EXERCISE DESCRIPTION
Rewrite every line of the records below as a numbered list, skipping any blank lines. Leave the pictures out of your answer.

INPUT FOR THIS TASK

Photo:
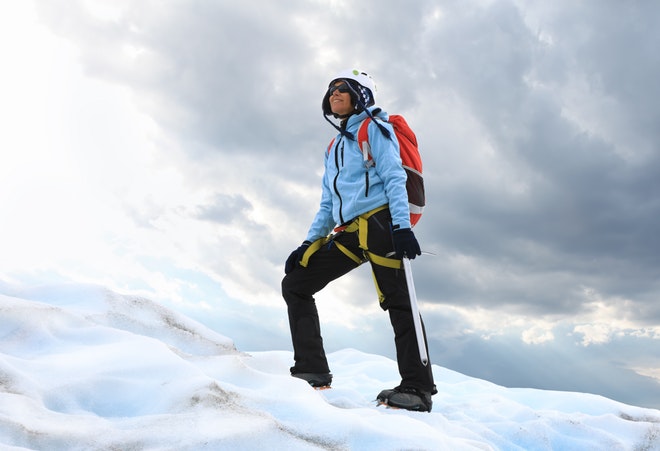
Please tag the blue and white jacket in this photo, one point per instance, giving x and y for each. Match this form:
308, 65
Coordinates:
351, 189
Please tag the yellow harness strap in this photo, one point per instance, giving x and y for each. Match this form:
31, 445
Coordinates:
360, 225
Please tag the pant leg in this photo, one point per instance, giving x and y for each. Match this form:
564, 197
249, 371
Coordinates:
298, 289
396, 301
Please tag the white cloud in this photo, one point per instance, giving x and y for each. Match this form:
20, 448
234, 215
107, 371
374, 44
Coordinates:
175, 151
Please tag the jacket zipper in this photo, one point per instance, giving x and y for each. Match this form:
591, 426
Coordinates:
334, 183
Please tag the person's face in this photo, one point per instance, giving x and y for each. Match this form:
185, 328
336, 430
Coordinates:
340, 99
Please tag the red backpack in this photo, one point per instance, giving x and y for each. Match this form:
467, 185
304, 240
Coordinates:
412, 161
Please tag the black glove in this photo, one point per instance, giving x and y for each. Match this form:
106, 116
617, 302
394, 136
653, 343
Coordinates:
405, 244
294, 258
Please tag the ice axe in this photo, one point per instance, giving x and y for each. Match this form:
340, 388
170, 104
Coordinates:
419, 331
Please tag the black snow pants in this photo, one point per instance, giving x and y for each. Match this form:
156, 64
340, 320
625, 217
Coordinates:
330, 263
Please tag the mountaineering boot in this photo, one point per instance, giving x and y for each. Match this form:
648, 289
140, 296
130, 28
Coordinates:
316, 380
408, 398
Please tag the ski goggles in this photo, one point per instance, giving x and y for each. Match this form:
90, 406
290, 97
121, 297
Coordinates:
342, 87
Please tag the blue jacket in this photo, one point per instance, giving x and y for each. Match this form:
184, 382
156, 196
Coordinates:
350, 189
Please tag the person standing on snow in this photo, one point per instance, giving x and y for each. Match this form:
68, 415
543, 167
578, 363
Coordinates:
367, 206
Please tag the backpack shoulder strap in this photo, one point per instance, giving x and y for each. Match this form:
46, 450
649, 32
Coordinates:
332, 141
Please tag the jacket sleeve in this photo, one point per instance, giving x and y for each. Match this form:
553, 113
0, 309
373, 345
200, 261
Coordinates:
385, 152
323, 222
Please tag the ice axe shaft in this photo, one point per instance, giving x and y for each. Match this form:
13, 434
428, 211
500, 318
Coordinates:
421, 343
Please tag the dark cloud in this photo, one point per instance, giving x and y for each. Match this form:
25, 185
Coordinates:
539, 130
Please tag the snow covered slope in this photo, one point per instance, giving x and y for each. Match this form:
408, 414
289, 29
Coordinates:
85, 368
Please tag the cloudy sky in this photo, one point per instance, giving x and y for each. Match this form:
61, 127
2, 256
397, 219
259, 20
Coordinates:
174, 150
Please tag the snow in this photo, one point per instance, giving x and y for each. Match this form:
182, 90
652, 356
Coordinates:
85, 368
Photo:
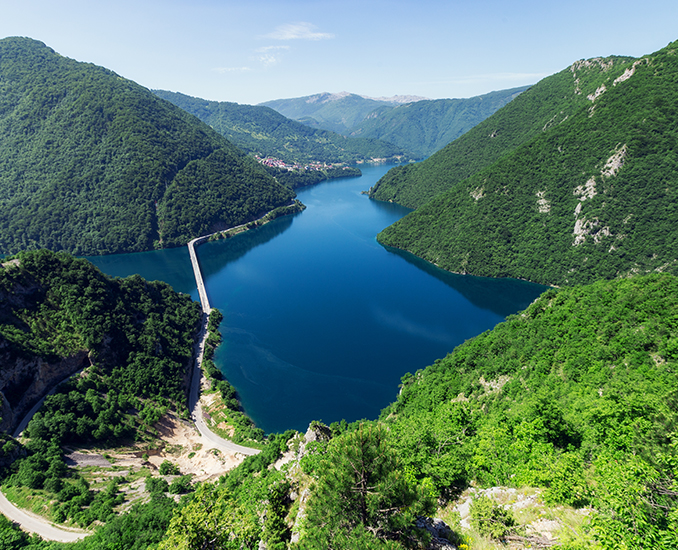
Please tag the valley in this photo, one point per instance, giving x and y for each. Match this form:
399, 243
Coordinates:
473, 351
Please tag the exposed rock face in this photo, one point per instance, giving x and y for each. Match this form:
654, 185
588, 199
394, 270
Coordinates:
23, 382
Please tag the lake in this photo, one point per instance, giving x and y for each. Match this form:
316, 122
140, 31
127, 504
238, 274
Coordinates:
320, 320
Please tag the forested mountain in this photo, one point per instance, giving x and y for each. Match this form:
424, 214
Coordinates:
131, 343
425, 127
418, 125
59, 314
95, 164
574, 398
262, 131
593, 195
336, 112
544, 106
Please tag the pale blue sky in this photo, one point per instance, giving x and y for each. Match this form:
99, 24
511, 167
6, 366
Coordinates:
252, 51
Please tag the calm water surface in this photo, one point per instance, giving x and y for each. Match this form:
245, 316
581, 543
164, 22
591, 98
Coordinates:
320, 321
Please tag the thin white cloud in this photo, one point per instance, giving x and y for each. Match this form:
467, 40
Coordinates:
232, 69
270, 55
298, 31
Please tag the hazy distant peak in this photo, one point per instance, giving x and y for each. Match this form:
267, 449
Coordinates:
398, 98
327, 97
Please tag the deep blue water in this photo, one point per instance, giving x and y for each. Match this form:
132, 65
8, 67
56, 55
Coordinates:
320, 321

REPLY
1. Photo:
2. Please tag the blue and white jacket in this photo, one point per instance, giving x and y for each. Match this form:
3. 308, 65
4. Coordinates:
5. 351, 189
6. Please tag the yellow harness strap in this photo, one point per instance, giving x and y for each. Match this form:
7. 31, 445
8. Coordinates:
9. 360, 225
10. Please tag the pant leg in this photo, one point per instance, giving x and y for each. Match this form:
11. 564, 197
12. 249, 371
13. Coordinates:
14. 298, 289
15. 396, 301
16. Please tag the white cloud in this photo, one point per instance, giving x and y for each. Match this form:
17. 20, 448
18. 234, 215
19. 107, 371
20. 374, 44
21. Coordinates:
22. 175, 151
23. Please tag the jacket zipper in this photo, one point per instance, giving x and y for each. Match this form:
24. 591, 426
25. Coordinates:
26. 334, 183
27. Please tag the person's face in this photo, one point per instance, giving x and y for each. Match this form:
28. 185, 328
29. 336, 430
30. Coordinates:
31. 340, 99
32. Please tag the red backpack in this photo, one point per instance, giving x and y for each. Match this form:
33. 467, 185
34. 304, 240
35. Coordinates:
36. 412, 161
37. Please tag the black glove in this photo, one point per instance, giving x and y for each. Match this form:
38. 106, 116
39. 617, 302
40. 394, 136
41. 653, 343
42. Coordinates:
43. 405, 244
44. 294, 258
45. Please tag the ice axe in this photo, one point per instance, giving x and y for each. Match this form:
46. 340, 388
47. 170, 104
48. Coordinates:
49. 419, 331
50. Please tag the black snow pants in this photo, one point per instance, giving x and y for each. Match this form:
51. 156, 64
52. 340, 320
53. 625, 217
54. Coordinates:
55. 330, 263
56. Please tag the mountaineering boot in this photo, one point per instance, giving x and y for each. Match this form:
57. 648, 289
58. 140, 296
59. 130, 28
60. Coordinates:
61. 316, 380
62. 408, 398
63. Please tag the ski goggles in this photo, one point per instance, giving x and y for each. Match this form:
64. 90, 406
65. 290, 97
66. 121, 297
67. Coordinates:
68. 342, 87
69. Please tag the blue jacket in this photo, one point per instance, giving x and y for each. Match this form:
70. 184, 382
71. 156, 196
72. Coordinates:
73. 350, 189
74. Please tag the person standing on snow in this photo, one point per instance, giving x and y for each. Match this form:
75. 68, 415
76. 543, 167
77. 578, 363
78. Coordinates:
79. 367, 206
80. Please tag the backpack shoulder strap in this photo, one point per instance, giving x and y for each. Match this form:
81. 46, 450
82. 649, 32
83. Coordinates:
84. 332, 141
85. Please tag the jacket sleeve in this photo, one point per instance, giving x and y for each. Match this form:
86. 553, 113
87. 0, 309
88. 373, 345
89. 200, 261
90. Coordinates:
91. 385, 152
92. 323, 222
93. Please tag the ice axe shaft in this photo, one point per instance, giving x and y for each. Match this form:
94. 13, 434
95. 428, 211
96. 500, 318
97. Coordinates:
98. 421, 343
99. Please tag the dark cloud in this photo, one point per instance, giving x and y for each. Match this form:
100. 25, 185
101. Coordinates:
102. 539, 130
103. Please tag the snow covered slope in this photo, one point per instance, giving x and y for each. Match this form:
104. 408, 414
105. 289, 29
106. Coordinates:
107. 85, 368
108. Please tag the cloudy sky in this photo, one point per instance, giving x and y for each. Match this form:
109. 61, 127
110. 2, 256
111. 397, 219
112. 259, 20
113. Coordinates:
114. 174, 150
115. Please tag the snow in this photo, one point per instance, giving x and y for each. Match this form:
116. 182, 90
117. 652, 356
118. Coordinates:
119. 85, 368
120. Photo:
121. Please tag the valley in this photo, one point per instance, giving x and y for each. Match this form:
122. 399, 243
123. Coordinates:
124. 473, 351
125. Please tag the exposed rock face in this photo, one point per instance, giving x and y for each. Match this form:
126. 654, 185
127. 588, 199
128. 394, 270
129. Coordinates:
130. 23, 382
131. Please tag the lake in this photo, one point per instance, giving x and y for each. Match this form:
132. 316, 122
133. 140, 31
134. 127, 504
135. 238, 274
136. Coordinates:
137. 320, 320
138. Please tag the forested mountain in this photo, one point per instance, giving x and y for each. Match this form:
139. 424, 214
140. Coordinates:
141. 131, 343
142. 425, 127
143. 418, 125
144. 59, 314
145. 95, 164
146. 574, 398
147. 262, 131
148. 593, 195
149. 336, 112
150. 544, 106
151. Please tag the pale blue sky in this photo, one point per instance, giving x and y for each. Match this form:
152. 99, 24
153. 511, 167
154. 6, 366
155. Coordinates:
156. 252, 51
157. Please tag the calm water surface in this photo, one point per instance, giving x and y for each. Match this form:
158. 245, 316
159. 581, 543
160. 164, 22
161. 591, 98
162. Coordinates:
163. 320, 321
164. Please tag the thin white cloud in this photo, one point per instance, giving x and y for each. Match this form:
165. 467, 40
166. Coordinates:
167. 232, 69
168. 270, 55
169. 298, 31
170. Please tag the hazy distant peak in this photo, one point per instance, giving x and y for each. Match this form:
171. 267, 449
172. Coordinates:
173. 398, 98
174. 327, 97
175. Please tag the deep blue water in this photo, one point per instance, giving x and y for each. Match this form:
176. 132, 65
177. 8, 67
178. 56, 55
179. Coordinates:
180. 320, 321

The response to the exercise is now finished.